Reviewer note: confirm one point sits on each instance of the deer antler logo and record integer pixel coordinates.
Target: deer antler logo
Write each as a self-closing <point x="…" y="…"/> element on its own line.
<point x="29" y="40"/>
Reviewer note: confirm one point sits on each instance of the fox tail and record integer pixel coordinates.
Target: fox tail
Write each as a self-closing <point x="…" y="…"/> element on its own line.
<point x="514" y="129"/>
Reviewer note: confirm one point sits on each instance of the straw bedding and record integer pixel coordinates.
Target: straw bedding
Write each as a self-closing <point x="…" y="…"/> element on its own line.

--

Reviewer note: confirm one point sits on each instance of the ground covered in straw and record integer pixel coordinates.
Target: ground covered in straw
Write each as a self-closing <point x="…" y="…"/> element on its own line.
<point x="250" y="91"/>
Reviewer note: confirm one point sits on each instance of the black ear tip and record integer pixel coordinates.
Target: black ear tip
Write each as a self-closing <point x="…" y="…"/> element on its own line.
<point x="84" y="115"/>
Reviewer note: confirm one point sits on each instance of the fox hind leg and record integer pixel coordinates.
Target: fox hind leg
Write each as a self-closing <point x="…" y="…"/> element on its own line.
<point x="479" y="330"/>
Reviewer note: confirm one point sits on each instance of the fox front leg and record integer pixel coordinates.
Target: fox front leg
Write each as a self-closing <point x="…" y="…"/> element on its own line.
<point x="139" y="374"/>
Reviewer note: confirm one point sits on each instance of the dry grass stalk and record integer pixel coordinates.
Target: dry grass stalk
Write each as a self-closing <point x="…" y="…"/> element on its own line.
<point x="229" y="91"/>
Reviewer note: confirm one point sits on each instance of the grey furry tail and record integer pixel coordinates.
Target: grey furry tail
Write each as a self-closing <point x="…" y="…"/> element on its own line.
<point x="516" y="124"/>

---

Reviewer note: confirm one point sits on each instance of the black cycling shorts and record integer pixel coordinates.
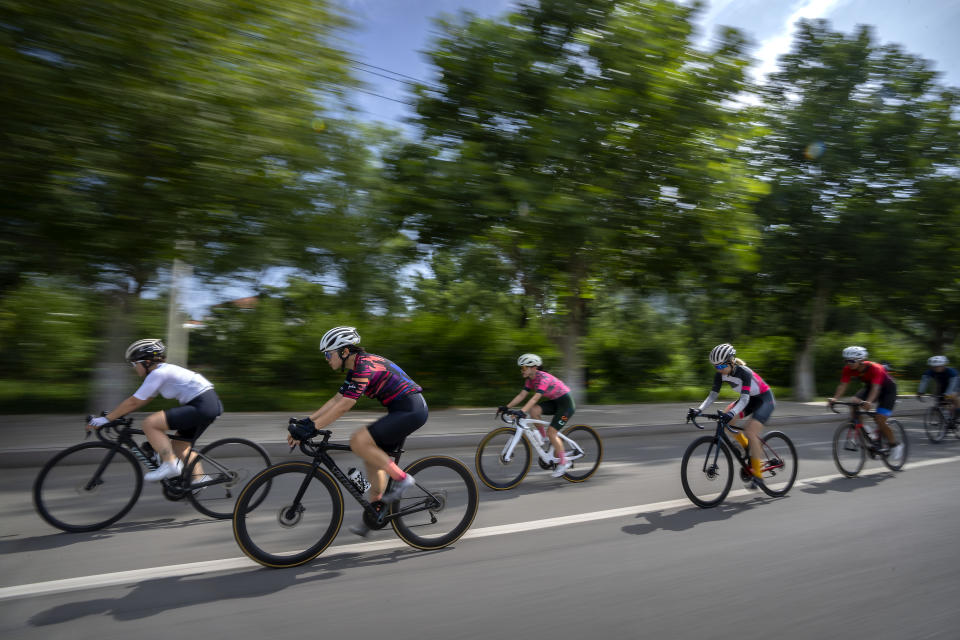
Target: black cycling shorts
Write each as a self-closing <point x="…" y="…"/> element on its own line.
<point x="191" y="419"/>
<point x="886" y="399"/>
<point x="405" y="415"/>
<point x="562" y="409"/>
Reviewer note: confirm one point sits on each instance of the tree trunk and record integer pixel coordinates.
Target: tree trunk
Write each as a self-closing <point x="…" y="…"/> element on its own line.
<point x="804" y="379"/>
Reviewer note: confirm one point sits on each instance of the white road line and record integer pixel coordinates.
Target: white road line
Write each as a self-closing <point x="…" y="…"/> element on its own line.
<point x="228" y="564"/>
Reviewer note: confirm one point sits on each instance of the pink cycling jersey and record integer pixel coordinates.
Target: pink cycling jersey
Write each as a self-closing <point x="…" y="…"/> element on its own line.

Exercise objective: Pick out every line in the rows above that contains the word "deer".

The output:
Reviewer note: confirm one point sits on each instance of the deer antler logo and record integer pixel coordinates.
Target: deer antler logo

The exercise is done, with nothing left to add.